■ Task objective:
Reproduce the following pull request page about model catalog fixes in full, word for word.

■ Passage shown:
Skip to content

fix(providers): correct pricing, deprecations, and capabilities across model catalog#4990

Merged
waleedlatif1 merged 4 commits into
stagingfrom
fix/model-validation-sweep
Jun 12, 2026
Merged

fix(providers): correct pricing, deprecations, and capabilities across model catalog#4990
waleedlatif1 merged 4 commits into
stagingfrom
fix/model-validation-sweep

Conversation

@waleedlatif1

@waleedlatif1 waleedlatif1 commented Jun 12, 2026

Copy link
Copy Markdown
Collaborator

Summary

Two-pass validation of every static model entry in models.ts (~160 models, 12 providers + embedding/rerank pricing) against live provider docs, with secondary pricing cross-checks. Round 2 re-verified every field with a second fleet of per-provider agents, each producing a justification log covering every field, its source URL, and what was changed vs deliberately left alone (kept as a local decision log, not committed).

Round 1 — pricing/deprecation sweep

  • grok-4.20 trio price cut ($2/$6 → $1.25/$2.50), DeepSeek V4 repricing ($0.14/$0.28, 1M ctx), Gemini Deep Research output 6x fix ($2 → $12), Bedrock Mistral Large 3 4x fix ($2/$6 → $0.50/$1.50)
  • ~30 retired/redirected models flagged deprecated (xAI May-15 batch, Gemini 2.0 shutdown, Anthropic 4.0 retirements, Mistral/Cerebras/Groq/Bedrock lifecycle)

■ Record excerpts:
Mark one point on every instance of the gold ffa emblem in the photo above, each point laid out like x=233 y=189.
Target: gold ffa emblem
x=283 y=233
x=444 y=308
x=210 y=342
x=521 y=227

■ Response:
Skip to content

fix(providers): correct pricing, deprecations, and capabilities across model catalog#4990

Merged
waleedlatif1 merged 4 commits into
stagingfrom
fix/model-validation-sweep
Jun 12, 2026
Merged

fix(providers): correct pricing, deprecations, and capabilities across model catalog#4990
waleedlatif1 merged 4 commits into
stagingfrom
fix/model-validation-sweep

Conversation

@waleedlatif1

@waleedlatif1 waleedlatif1 commented Jun 12, 2026

Copy link
Copy Markdown
Collaborator

Summary

Two-pass validation of every static model entry in models.ts (~160 models, 12 providers + embedding/rerank pricing) against live provider docs, with secondary pricing cross-checks. Round 2 re-verified every field with a second fleet of per-provider agents, each producing a justification log covering every field, its source URL, and what was changed vs deliberately left alone (kept as a local decision log, not committed).

Round 1 — pricing/deprecation sweep

  • grok-4.20 trio price cut ($2/$6 → $1.25/$2.50), DeepSeek V4 repricing ($0.14/$0.28, 1M ctx), Gemini Deep Research output 6x fix ($2 → $12), Bedrock Mistral Large 3 4x fix ($2/$6 → $0.50/$1.50)
  • ~30 retired/redirected models flagged deprecated (xAI May-15 batch, Gemini 2.0 shutdown, Anthropic 4.0 retirements, Mistral/Cerebras/Groq/Bedrock lifecycle)